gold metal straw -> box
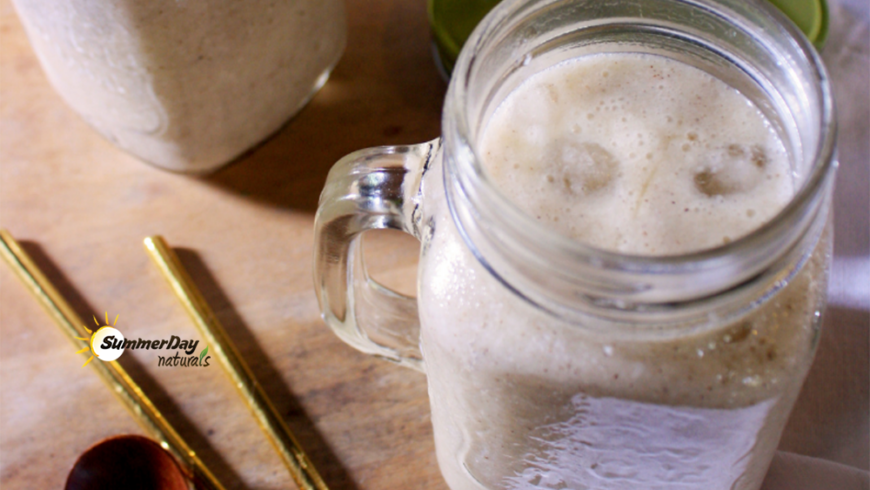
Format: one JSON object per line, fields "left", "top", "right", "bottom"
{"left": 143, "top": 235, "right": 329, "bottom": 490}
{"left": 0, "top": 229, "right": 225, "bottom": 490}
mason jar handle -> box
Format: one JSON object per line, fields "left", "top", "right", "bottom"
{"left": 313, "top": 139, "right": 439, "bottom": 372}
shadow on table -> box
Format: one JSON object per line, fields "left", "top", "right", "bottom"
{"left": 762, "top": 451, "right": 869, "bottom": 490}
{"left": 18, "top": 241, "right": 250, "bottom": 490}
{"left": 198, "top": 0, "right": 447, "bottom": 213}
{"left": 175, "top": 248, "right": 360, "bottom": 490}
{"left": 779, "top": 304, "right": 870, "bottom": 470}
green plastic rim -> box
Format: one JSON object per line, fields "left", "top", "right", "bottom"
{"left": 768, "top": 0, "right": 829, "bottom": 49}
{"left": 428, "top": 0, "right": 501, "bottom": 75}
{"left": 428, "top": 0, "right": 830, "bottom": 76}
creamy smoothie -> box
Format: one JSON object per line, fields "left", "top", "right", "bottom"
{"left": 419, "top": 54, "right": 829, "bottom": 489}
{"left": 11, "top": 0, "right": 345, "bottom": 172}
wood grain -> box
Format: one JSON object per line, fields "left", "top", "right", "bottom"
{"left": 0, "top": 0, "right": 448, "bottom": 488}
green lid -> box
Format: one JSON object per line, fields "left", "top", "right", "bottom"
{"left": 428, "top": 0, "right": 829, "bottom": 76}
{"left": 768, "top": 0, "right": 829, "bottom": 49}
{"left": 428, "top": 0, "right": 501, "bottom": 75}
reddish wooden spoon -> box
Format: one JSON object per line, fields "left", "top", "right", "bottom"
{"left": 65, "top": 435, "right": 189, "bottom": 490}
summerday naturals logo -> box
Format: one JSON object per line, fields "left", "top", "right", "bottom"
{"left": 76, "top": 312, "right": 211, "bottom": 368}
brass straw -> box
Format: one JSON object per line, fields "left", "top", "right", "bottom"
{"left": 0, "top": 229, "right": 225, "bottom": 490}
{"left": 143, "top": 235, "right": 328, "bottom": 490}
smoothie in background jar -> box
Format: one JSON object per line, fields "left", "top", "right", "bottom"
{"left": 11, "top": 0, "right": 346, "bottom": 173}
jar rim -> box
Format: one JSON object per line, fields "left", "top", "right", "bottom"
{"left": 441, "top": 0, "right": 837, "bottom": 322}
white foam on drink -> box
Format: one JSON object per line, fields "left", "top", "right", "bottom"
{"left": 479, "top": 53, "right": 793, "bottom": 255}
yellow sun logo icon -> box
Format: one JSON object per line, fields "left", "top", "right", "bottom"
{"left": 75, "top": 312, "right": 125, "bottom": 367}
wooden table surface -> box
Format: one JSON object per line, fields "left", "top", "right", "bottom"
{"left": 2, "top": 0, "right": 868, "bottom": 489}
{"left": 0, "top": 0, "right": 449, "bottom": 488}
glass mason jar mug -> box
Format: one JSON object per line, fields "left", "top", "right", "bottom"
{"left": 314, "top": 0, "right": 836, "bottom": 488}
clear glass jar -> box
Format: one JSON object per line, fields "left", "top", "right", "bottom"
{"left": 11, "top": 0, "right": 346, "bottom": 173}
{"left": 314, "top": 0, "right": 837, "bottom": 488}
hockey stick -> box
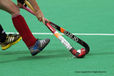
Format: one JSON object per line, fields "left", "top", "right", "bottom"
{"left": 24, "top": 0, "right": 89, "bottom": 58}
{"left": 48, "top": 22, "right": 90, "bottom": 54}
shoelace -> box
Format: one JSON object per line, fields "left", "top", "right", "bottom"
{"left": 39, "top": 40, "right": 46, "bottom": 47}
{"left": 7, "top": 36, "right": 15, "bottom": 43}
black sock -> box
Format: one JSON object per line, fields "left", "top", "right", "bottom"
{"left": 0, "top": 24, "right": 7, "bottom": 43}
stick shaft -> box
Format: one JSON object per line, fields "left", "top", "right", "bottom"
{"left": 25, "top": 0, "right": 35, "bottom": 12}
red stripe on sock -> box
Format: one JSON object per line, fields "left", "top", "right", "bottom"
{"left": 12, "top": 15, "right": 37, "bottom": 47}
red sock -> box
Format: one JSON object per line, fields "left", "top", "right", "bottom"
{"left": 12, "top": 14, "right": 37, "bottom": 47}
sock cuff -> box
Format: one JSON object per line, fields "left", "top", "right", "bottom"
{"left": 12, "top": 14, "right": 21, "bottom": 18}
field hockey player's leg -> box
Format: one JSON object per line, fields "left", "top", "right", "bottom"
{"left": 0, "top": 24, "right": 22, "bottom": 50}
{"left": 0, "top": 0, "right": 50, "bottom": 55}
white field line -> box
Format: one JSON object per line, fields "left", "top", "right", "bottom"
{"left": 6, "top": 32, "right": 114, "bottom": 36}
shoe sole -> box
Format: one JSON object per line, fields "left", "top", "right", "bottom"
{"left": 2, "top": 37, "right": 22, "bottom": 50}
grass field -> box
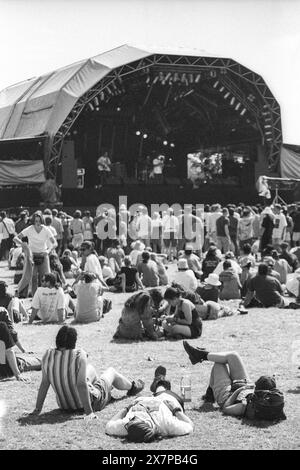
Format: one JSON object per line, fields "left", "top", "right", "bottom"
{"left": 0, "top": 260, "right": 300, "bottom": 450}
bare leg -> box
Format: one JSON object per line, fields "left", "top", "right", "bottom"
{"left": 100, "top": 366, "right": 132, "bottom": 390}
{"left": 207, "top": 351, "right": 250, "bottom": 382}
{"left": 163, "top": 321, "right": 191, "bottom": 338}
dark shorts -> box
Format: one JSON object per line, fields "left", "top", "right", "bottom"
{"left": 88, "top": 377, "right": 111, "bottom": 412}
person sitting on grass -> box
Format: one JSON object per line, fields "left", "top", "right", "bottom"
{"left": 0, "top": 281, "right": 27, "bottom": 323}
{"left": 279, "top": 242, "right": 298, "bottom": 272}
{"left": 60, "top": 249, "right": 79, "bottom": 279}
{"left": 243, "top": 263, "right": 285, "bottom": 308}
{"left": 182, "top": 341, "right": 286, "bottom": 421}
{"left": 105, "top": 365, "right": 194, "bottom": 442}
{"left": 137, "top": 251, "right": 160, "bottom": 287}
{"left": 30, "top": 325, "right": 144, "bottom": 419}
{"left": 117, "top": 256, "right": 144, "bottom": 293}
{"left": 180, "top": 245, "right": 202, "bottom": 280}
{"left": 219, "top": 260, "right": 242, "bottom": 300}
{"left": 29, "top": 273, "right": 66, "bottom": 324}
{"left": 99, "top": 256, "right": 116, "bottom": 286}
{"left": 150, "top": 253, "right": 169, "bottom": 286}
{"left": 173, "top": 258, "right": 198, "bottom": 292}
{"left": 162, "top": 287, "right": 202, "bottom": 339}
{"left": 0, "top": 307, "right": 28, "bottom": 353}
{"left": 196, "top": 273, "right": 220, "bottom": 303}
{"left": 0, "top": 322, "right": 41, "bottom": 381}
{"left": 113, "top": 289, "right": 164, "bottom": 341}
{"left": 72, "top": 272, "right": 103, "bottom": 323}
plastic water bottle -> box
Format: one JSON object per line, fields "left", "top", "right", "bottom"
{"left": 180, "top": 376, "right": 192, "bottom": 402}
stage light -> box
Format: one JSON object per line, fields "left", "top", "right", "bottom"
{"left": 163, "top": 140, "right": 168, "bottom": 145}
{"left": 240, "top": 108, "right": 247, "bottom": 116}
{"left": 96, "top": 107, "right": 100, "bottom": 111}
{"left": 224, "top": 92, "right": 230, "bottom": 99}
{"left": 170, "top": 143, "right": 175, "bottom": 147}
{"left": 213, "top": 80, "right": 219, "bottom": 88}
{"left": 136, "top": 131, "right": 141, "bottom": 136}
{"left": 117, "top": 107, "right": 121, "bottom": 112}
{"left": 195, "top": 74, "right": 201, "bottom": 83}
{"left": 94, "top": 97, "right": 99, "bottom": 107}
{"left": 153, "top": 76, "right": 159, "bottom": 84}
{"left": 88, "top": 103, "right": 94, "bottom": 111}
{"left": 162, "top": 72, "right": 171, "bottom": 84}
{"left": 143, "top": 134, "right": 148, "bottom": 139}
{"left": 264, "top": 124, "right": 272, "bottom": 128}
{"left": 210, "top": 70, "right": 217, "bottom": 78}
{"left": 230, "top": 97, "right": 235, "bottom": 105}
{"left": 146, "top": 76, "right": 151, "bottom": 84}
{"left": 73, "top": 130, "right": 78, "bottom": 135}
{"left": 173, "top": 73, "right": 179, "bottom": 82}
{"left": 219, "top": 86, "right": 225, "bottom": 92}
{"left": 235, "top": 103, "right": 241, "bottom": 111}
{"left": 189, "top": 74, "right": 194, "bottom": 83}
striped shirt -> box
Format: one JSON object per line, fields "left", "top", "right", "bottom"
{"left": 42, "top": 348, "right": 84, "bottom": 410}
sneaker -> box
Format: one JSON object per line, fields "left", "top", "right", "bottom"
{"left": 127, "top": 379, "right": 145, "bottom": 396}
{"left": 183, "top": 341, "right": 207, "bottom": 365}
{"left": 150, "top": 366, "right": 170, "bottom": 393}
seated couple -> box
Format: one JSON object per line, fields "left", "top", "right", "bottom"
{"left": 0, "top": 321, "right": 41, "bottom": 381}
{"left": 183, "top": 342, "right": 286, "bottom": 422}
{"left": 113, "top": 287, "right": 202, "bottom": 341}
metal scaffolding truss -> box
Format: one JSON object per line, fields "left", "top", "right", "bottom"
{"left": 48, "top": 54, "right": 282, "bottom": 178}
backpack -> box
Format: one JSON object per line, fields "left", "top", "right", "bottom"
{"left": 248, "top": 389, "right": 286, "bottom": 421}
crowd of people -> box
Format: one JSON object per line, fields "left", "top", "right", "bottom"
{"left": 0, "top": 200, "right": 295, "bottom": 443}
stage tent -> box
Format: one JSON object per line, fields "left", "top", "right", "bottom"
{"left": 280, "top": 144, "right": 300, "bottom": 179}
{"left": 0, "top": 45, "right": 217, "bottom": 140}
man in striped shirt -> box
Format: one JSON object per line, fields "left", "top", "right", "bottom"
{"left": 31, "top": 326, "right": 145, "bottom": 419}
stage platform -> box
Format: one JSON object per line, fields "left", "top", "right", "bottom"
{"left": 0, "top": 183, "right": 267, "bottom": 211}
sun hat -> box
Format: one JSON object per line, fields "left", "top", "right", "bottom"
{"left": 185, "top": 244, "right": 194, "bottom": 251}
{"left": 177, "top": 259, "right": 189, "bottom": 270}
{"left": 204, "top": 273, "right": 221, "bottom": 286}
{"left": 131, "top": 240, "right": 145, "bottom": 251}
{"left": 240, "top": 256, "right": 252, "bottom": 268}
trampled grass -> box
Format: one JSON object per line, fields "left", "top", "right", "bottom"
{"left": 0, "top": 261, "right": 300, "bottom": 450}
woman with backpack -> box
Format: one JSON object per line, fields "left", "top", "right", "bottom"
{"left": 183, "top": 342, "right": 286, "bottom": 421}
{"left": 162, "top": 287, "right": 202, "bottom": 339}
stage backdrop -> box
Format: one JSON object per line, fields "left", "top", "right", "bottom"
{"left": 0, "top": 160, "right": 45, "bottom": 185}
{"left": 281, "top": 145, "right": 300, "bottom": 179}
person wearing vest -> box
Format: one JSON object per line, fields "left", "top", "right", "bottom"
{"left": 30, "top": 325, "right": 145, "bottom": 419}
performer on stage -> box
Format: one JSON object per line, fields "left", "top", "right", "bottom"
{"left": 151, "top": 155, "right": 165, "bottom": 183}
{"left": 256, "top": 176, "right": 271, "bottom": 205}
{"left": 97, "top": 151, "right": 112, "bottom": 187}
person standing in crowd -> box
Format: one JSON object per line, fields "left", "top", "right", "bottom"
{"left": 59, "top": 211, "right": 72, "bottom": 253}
|---|
An exact repeat of the lines from the one containing "person wearing vest -> box" through the final line above, both included, is the whole answer.

person wearing vest -> box
Format: one JSON object per line, fields "left", "top", "right", "bottom"
{"left": 30, "top": 325, "right": 145, "bottom": 419}
performer on stage -> box
Format: one JSON object per line, fields "left", "top", "right", "bottom"
{"left": 151, "top": 155, "right": 165, "bottom": 183}
{"left": 256, "top": 176, "right": 271, "bottom": 205}
{"left": 97, "top": 151, "right": 112, "bottom": 187}
person standing in crowd -> box
Format: one JSON object per line, fields "left", "top", "right", "bottom"
{"left": 59, "top": 211, "right": 72, "bottom": 253}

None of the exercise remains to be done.